### EXCERPTED PASSAGE

________________________

- Film poster
- Directed by: José Luis Rugeles Gracia
- Written by: Diego Vivanco
- Produced by: Federico Durán
- Starring: Karen Torres Carlos Clavijo Erick Ruiz Anderson Gómez
- Cinematography: Sergio Iván Castaño
- Edited by: Delfina Castagnino
- Music by: Camilo Sanabria
- Release date: 3 April 2015;
- Running time: 91 minutes
- Country: Colombia
- Language: Spanish

= Alias Maria =

2015 film

Alias Maria (Alias María) is a 2015 Colombian drama film directed by José Luis Rugeles Gracia. It was screened in the Un Certain Regard section at the 2015 Cannes Film Festival. It received the Golden Goats Award for the Best Feature Movie for the Young People at the 2016 Ale Kino! Festival. It was also selected as the Colombian entry for the Best Foreign Language Film at the 89th Academy Awards but was not nominated.

________________________

### BRIEF 1
Decide whether each statement below agrees with the Alias Maria film summary. Answer yes or no for each and quote the deciding words of the summary.
(a) The film was screened in the Un Certain Regard section at the 2015 Cannes Film Festival.
(b) The film was nominated for Best Foreign Language Film at the 89th Academy Awards.
(c) The film runs 101 minutes.

Location labeling records:
________________________

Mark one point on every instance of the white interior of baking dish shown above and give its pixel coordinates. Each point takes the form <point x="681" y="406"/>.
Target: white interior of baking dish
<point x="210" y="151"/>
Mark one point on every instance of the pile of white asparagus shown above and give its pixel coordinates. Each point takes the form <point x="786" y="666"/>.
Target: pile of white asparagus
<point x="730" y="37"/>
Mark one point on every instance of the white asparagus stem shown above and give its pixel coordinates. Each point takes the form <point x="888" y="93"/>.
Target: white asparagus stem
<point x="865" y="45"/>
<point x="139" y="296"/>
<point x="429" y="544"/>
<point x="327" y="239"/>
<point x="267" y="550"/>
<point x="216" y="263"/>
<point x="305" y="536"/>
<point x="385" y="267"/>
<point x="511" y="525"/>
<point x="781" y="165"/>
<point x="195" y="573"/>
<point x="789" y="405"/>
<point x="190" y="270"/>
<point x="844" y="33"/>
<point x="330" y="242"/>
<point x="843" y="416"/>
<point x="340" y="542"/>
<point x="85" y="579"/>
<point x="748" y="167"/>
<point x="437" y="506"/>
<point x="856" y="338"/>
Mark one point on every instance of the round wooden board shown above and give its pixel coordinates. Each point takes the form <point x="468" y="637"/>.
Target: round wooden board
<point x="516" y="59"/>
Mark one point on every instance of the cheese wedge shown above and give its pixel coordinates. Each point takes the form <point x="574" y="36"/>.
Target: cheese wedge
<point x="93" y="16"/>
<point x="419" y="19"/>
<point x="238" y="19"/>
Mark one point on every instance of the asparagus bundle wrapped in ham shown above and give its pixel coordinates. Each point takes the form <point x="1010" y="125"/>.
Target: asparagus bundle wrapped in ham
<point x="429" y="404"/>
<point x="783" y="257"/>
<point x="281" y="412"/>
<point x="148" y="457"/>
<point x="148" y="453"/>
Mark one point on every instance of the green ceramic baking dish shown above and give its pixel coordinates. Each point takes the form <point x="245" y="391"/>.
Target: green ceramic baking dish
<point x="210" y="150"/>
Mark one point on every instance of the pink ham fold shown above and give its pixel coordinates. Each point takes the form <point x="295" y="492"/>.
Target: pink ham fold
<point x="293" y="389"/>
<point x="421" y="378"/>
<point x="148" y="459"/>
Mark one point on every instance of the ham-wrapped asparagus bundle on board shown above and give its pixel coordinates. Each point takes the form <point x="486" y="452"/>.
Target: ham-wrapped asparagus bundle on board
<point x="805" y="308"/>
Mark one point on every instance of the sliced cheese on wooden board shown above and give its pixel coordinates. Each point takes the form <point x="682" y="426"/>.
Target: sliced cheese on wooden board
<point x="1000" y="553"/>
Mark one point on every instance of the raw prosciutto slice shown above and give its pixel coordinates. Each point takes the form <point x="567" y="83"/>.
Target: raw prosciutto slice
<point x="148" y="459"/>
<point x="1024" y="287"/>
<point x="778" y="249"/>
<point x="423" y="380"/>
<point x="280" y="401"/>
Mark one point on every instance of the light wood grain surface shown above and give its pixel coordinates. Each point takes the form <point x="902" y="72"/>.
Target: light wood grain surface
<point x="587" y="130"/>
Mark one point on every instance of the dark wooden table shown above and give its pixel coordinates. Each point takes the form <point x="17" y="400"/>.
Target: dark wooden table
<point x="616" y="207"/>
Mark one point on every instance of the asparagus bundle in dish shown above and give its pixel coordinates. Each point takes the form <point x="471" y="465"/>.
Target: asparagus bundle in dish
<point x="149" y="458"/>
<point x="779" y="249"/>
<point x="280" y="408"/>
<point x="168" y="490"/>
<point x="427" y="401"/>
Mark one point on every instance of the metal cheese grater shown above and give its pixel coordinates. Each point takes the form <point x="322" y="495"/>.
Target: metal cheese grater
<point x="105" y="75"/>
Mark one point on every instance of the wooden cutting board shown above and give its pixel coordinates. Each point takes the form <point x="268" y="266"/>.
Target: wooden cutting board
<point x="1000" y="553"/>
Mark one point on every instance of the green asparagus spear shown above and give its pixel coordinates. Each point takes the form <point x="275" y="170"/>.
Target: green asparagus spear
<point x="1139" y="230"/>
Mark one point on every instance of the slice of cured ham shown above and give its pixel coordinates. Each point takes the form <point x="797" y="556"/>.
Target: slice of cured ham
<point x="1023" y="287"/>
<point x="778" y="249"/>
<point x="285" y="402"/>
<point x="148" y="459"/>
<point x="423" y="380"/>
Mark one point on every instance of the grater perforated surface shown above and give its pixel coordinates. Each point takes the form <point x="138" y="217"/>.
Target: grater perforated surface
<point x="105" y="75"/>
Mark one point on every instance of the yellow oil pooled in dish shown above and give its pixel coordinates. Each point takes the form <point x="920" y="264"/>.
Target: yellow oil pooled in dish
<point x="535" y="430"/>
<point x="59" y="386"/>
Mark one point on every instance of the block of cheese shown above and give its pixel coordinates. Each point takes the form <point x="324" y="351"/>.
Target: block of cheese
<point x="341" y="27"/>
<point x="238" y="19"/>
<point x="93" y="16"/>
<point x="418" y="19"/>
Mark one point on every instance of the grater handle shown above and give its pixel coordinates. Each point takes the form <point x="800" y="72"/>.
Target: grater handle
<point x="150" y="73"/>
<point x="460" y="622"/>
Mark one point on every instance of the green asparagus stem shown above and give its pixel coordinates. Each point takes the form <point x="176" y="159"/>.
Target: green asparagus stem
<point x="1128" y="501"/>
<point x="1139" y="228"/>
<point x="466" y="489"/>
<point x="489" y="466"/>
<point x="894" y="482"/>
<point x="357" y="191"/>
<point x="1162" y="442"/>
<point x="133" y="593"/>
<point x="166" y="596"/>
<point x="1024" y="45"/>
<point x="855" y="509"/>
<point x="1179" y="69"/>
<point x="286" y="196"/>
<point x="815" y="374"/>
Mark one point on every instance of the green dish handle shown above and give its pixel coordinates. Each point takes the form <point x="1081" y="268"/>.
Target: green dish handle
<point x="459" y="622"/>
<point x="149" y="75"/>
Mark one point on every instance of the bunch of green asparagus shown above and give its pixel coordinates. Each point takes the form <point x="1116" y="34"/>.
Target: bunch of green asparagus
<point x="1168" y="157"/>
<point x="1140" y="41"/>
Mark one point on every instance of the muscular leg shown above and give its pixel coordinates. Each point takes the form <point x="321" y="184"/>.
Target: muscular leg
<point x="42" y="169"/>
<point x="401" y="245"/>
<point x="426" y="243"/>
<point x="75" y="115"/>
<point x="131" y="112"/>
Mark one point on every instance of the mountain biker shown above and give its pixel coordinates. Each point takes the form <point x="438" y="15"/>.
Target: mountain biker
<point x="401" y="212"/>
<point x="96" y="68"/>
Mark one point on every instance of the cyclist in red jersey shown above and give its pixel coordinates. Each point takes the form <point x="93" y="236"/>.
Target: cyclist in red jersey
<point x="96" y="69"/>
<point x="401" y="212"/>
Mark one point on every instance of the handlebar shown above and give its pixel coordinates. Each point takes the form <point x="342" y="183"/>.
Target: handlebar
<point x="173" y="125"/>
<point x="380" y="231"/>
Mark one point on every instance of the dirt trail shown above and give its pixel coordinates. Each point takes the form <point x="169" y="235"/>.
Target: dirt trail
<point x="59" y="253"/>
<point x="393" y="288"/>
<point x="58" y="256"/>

________________________

### BRIEF 2
Copy everything in the listing from the line containing "Mark one point on every instance of the bunch" down to the final line of the listing, requests included, but raise every pixel coordinate in the answers by 107.

### CORRECT OUTPUT 1
(a) Yes: "It was screened in the Un Certain Regard section at the 2015 Cannes Film Festival."
(b) No: "but was not nominated"
(c) No: "Running time: 91 minutes"

### CORRECT OUTPUT 2
Mark one point on every instance of the bunch of green asparagus shown above and give its pixel coordinates. Each point takes the form <point x="1116" y="34"/>.
Target: bunch of green asparagus
<point x="1275" y="264"/>
<point x="1247" y="148"/>
Mark one point on every instance of the muscular leg shown above and give its pixel coordinates. Each point takes the form <point x="321" y="184"/>.
Target: muscular leg
<point x="149" y="276"/>
<point x="508" y="352"/>
<point x="533" y="350"/>
<point x="182" y="222"/>
<point x="238" y="219"/>
Mark one point on every instance of the mountain biker shown above and give its pixel coordinates. Each point takes the form <point x="438" y="15"/>.
Target: mountain biker
<point x="508" y="319"/>
<point x="203" y="175"/>
Mark one point on every instance of the cyclist in red jersey shown above and give its pixel coordinates. Each point takes the form <point x="93" y="236"/>.
Target: cyclist in red jersey
<point x="203" y="176"/>
<point x="508" y="319"/>
Mark one point on every instance of the handlebar shown above and give its pixel coordinates. Each point takes the form <point x="342" y="183"/>.
Target: handlebar
<point x="280" y="232"/>
<point x="487" y="338"/>
Mark one point on every instance of the dirt trail shown above and give its pixel coordinates. Each point takes the form <point x="169" y="235"/>.
Target: dirt trail
<point x="166" y="360"/>
<point x="500" y="395"/>
<point x="165" y="363"/>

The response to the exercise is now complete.